Selected text:

————————

The Eisner Award winning team of John Allison and Max Sarin return to the world of Giant Days for a new series about everyone’s favorite child detective; Charlotte Grote. Nineteen year old Charlotte Grote has her whole life ahead of her; headed straight to Oxford and a future as a real detective-until she’s framed for murder! Given the choice between going to jail basically forever or joining the police, Lottie decides to hit the beat, all while trying to find the real murderer. Lottie may have been running rings about the police since her 9th birthday, but she’s never been on this side of the security tape. Could the future of law enforcement be 5’2″ with an extremely strong bangs game? Yes. Very yes.

“Wicked Things” #1 starts out innocently enough with Lottie enduring the early stages of the ritual that all soon-to-be co-eds must endure, the emerging prospect of decommissioning the childhood room in one’s parent’s home. This time, the ritual leads to a clever reveal that reunites Lottie with Claire Little who has submitted her friend’s name as a nominee for a magazine’s best teen detective at an award ceremony being held at The Savoy, a swanky hotel in London. The arrival in London leads to the kind of slice of life humor we’ve grown accustomed to reading from Allison, and coupled with Sarin’s sparkling cartooning, readers might feel like they’re experiencing a “Giant Days” backup story. This is not a criticism or slight. Instead, it serves a definitive storytelling purpose of letting readers get comfortable with a familiar rhythm of fish-out-of-water growing pains for our protagonist before yanking the rug out from under us in the book’s final pages. While the swerve is not unexpected for those who use Previews copy to determine their buying habits, the comfortable environs and character mannerisms established in the book manage to make the book’s climax more shocking with a final panel that’s completely unexpected.

————————

Objective: Return the passage of the Wicked Things review from "The Eisner Award" up to and including "Yes. Very yes.", copied word for word.

————————

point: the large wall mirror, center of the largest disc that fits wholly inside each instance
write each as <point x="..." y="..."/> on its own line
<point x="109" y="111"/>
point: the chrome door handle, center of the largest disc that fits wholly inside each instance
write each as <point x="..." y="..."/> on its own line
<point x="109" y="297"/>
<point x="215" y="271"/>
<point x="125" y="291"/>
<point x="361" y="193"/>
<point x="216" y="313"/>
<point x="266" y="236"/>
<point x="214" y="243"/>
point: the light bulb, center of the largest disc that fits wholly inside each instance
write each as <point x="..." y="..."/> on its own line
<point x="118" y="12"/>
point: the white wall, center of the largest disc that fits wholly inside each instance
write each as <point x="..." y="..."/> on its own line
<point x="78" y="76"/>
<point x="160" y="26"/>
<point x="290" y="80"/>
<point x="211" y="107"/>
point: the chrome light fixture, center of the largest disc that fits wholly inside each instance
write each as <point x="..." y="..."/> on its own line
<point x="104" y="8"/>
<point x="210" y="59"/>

————————

Problem solution:
The Eisner Award winning team of John Allison and Max Sarin return to the world of Giant Days for a new series about everyone’s favorite child detective; Charlotte Grote. Nineteen year old Charlotte Grote has her whole life ahead of her; headed straight to Oxford and a future as a real detective-until she’s framed for murder! Given the choice between going to jail basically forever or joining the police, Lottie decides to hit the beat, all while trying to find the real murderer. Lottie may have been running rings about the police since her 9th birthday, but she’s never been on this side of the security tape. Could the future of law enforcement be 5’2″ with an extremely strong bangs game? Yes. Very yes.